◆ WORK REQUIRED: Line by line, return everything in the listing exactly.

EXERCISE INPUT START

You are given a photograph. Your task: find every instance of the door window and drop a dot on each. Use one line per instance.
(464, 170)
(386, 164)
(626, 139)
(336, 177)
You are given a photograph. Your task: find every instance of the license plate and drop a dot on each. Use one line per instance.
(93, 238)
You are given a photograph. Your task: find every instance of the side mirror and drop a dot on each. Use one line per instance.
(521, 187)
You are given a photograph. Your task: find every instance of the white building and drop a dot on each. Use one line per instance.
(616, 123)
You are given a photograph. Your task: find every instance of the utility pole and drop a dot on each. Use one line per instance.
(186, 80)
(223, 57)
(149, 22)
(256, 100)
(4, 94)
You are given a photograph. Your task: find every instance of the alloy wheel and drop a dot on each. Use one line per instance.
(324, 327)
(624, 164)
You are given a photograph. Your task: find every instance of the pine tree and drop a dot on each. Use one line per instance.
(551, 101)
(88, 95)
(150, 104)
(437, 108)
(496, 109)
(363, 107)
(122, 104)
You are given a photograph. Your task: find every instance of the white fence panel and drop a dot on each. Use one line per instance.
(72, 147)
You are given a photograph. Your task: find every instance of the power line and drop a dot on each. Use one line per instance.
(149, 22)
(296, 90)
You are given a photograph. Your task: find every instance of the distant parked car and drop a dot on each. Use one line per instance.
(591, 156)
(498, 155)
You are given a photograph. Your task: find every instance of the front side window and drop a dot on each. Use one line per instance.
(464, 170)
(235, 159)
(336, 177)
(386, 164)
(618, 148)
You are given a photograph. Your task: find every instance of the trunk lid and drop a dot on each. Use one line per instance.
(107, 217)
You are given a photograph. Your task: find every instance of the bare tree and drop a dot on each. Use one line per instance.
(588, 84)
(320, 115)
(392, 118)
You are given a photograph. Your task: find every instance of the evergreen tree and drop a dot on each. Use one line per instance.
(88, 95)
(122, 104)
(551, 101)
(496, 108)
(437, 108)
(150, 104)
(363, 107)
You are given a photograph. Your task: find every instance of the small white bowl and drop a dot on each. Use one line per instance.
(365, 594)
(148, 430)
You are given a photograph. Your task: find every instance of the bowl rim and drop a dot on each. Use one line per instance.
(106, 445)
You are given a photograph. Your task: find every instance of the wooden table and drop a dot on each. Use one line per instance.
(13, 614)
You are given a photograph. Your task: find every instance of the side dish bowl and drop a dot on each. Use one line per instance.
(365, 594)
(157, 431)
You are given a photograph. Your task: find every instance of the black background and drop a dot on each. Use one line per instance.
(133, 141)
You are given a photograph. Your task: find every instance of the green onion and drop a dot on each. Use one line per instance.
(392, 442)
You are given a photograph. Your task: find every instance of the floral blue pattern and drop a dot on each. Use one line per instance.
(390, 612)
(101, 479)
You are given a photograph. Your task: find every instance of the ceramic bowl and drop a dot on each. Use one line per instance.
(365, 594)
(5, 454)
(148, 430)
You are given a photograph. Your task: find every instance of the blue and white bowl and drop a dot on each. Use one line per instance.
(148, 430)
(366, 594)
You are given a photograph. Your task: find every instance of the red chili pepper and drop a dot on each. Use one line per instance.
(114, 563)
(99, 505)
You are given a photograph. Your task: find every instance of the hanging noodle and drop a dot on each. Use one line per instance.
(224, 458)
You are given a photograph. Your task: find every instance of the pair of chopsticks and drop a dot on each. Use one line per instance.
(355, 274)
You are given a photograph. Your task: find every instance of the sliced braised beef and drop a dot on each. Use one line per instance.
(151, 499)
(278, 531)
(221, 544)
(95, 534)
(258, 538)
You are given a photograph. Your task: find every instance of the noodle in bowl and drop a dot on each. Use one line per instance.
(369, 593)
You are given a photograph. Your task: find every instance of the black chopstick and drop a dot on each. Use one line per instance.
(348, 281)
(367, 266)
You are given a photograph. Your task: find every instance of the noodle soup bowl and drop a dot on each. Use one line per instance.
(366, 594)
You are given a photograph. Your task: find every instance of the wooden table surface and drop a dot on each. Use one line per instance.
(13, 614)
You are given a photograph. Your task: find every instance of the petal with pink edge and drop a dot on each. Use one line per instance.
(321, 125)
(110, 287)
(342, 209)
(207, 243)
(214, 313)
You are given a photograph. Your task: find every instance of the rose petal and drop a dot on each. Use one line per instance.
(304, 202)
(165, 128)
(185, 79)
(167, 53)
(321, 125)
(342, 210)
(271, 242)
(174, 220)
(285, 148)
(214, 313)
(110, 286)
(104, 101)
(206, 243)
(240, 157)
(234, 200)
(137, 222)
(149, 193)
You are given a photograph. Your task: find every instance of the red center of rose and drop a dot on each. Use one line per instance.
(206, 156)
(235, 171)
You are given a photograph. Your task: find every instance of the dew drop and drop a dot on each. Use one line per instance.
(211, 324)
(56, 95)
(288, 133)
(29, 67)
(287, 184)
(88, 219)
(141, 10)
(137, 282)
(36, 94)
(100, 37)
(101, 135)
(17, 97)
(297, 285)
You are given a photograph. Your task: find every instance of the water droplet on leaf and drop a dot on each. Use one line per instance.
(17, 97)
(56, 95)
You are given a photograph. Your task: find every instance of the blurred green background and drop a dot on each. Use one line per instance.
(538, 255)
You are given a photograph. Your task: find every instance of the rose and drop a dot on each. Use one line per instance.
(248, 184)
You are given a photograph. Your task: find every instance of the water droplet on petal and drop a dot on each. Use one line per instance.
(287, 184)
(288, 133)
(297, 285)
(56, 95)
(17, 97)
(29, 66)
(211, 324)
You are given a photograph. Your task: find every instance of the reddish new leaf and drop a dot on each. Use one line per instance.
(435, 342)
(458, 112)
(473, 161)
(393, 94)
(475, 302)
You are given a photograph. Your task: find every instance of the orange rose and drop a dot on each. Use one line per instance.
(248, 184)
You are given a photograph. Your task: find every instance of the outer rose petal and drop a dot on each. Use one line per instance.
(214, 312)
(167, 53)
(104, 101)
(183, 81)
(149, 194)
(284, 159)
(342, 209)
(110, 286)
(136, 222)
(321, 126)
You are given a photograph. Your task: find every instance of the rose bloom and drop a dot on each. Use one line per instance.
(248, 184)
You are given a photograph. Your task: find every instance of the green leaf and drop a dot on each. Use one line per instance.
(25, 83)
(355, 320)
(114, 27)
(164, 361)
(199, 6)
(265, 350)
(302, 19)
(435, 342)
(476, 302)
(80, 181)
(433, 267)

EXERCISE INPUT END

◆ EXERCISE OUTPUT:
You are given a photograph. Your task: find every instance of the door window and drop a dot on each. Use one line per instance.
(464, 170)
(386, 164)
(626, 139)
(336, 177)
You are given a photograph. Your task: find every instance of the license plate and drop a dot on each. Use one line per instance.
(93, 238)
You are given a photograph. Your task: find every instance of the side mirror and drop a dot on each. Use one line per instance.
(521, 187)
You are given a photograph. Your task: find every instance of the white building and drop a dot on each. Use one line per instance.
(616, 123)
You are given a photograph. Your task: find every instance of the utility pole and drop a dot on each. Use one line per instance.
(186, 80)
(223, 57)
(149, 22)
(256, 100)
(4, 94)
You are given a photograph. Your task: find every instance of the alloy wheel and drop a dot on each. Use one line per instance.
(324, 327)
(624, 164)
You are given a photograph. Your task: find every instance of the pine tree and drop a dot on each. Use one line per instance.
(551, 101)
(88, 95)
(150, 104)
(437, 108)
(496, 109)
(363, 107)
(122, 104)
You are given a photograph. Your task: find every instance of the white fence panel and drop a dot on each. Use one line per instance.
(72, 147)
You are given a photograph. Your task: find every instance of the power line and drop a dot on each. Use one line per instance.
(149, 22)
(296, 90)
You are given a photograph. Your task: find every instance of the distant parked car and drop a dot on each. Use one line per instance.
(591, 156)
(498, 155)
You are given a photograph. Your task: find every instance of the front side window and drop a dot on each. Use one line per instance.
(464, 170)
(235, 159)
(336, 177)
(386, 164)
(618, 148)
You are given a photograph. Your task: find every instance of the trunk lid and drop a dot on each. Use one line per instance.
(107, 217)
You are given a photograph. Your task: find every instance of the bare tree and drop a dot on each. Use one line per instance.
(588, 84)
(320, 115)
(392, 118)
You are given a photograph. Your task: find every instance of the evergreen tree and drop a dot on each. Use one line per instance.
(88, 95)
(122, 104)
(551, 101)
(496, 108)
(437, 108)
(150, 104)
(363, 107)
You are given a photograph. Your task: find every instance of the small white bowl and drop a dot on each. Use one line per instance.
(365, 594)
(148, 430)
You are given a photograph. Your task: find every instance of the bowl rim and drop a dot on each. Use one line per instance.
(106, 445)
You are given a photograph. Your task: find every instance of the wooden table and drop a dot on each. Use one line per instance.
(13, 614)
You are given a photograph. Your task: find every instance of the side dish bowl and drop a dot on each. Use one line per instance.
(365, 594)
(157, 431)
You are given a photograph. Your task: find every instance of the black background and drop a dot on each. Use one line per instance.
(133, 141)
You are given a photograph. Your task: find every instance of the green onion and drop a dot on each. Use one line per instance.
(392, 442)
You are given a photograph. Your task: find every instance of the floral blue pattern and drop a dot on each. Use one line per instance.
(390, 612)
(101, 479)
You are given a photograph. Your task: find every instance of the ceramic bowl and drop a dot on each. Use one line per instance.
(365, 594)
(5, 454)
(148, 430)
You are given a photograph. Your task: find every instance of the blue and white bowl and drop a dot on each. Use one line per instance.
(148, 430)
(366, 594)
You are given a photograph. Your task: find every instance of the red chili pepper and drop a dot on each. Use one line per instance.
(114, 563)
(99, 505)
You are given a photograph. Your task: find every instance of the hanging noodle and drop a dot on each. Use one line per instance.
(224, 458)
You are given a photograph. Your task: find every instance of the pair of chopsticks and drop a dot on each. Use one line per instance.
(355, 274)
You are given a photograph. Your task: find every instance of the sliced braised beef and drop a dot on each. Use one line per instance.
(151, 499)
(278, 531)
(221, 544)
(95, 534)
(258, 538)
You are given a photograph. Your task: find every instance of the noodle in bowl and drop a dot on each. Use one line per instance.
(369, 593)
You are given a photograph. Your task: find every instance of the black chopstick and drop a dot on each. Use one line per instance.
(348, 281)
(367, 266)
You are given a photograph. Your task: find every instance of the noodle soup bowl and drop a dot on each. Use one line per instance.
(366, 594)
You are given a photograph. Your task: find every instance of the wooden table surface and drop a dot on each. Use one line per instance.
(13, 614)
You are given a photograph. Your task: find every instance of the petal with pink edge and drop a dot on each. Use one line per instance.
(321, 125)
(110, 287)
(342, 209)
(207, 243)
(214, 313)
You are given a photograph. Your task: find every instance of the rose petal and drop a dot on each. Use one line per instance.
(304, 202)
(165, 128)
(185, 79)
(167, 53)
(321, 125)
(342, 210)
(271, 242)
(174, 220)
(285, 148)
(214, 313)
(110, 286)
(104, 101)
(206, 243)
(240, 157)
(234, 200)
(137, 222)
(149, 193)
You are given a photograph. Your task: find every instance of the red center of rose and drop a dot on each. Use one line per instance.
(206, 156)
(235, 171)
You are given a photograph. Your task: find every instance of the dew drop and drop a dot on each. Use one line per instance.
(211, 324)
(56, 95)
(288, 133)
(29, 67)
(287, 184)
(88, 219)
(141, 10)
(137, 282)
(36, 94)
(100, 37)
(101, 135)
(17, 97)
(297, 285)
You are given a photograph. Your task: find every instance of the water droplet on leaf and drop a dot on each. Use one line per instance.
(17, 97)
(56, 95)
You are given a photograph. Your task: find every instance of the blurred green background and drop a dot on each. Use one line per instance.
(538, 255)
You are given a photograph. Your task: find every instance of the rose and drop a dot on each. Use one line per instance.
(248, 184)
You are given a photograph. Your task: find every instance of the water droplet on petal and drop a dot on each. Use one line per instance.
(287, 184)
(288, 133)
(297, 285)
(56, 95)
(17, 97)
(29, 66)
(211, 324)
You are given a photograph. Your task: find every instance of the reddish new leaf and drop a dot on each. Use one line per instance.
(435, 342)
(458, 112)
(473, 161)
(393, 94)
(475, 302)
You are given a photograph. Your task: find every instance of the orange rose and drop a dot on each. Use one line per instance.
(248, 184)
You are given a photograph. Your task: find every instance of the outer rose petal and drop a dot on each. Use one line per instance.
(214, 312)
(167, 53)
(104, 101)
(183, 81)
(149, 194)
(284, 159)
(342, 209)
(110, 286)
(136, 222)
(321, 126)
You are given a photograph. Your task: find every instance of the rose bloom and drop a dot on each. Use one line per instance.
(248, 184)
You are given a photograph. Your task: find every instance of the green leaf and drop a dot on each. Use one line per instance.
(25, 83)
(355, 320)
(114, 27)
(164, 361)
(199, 6)
(265, 350)
(302, 19)
(435, 342)
(476, 302)
(80, 181)
(433, 267)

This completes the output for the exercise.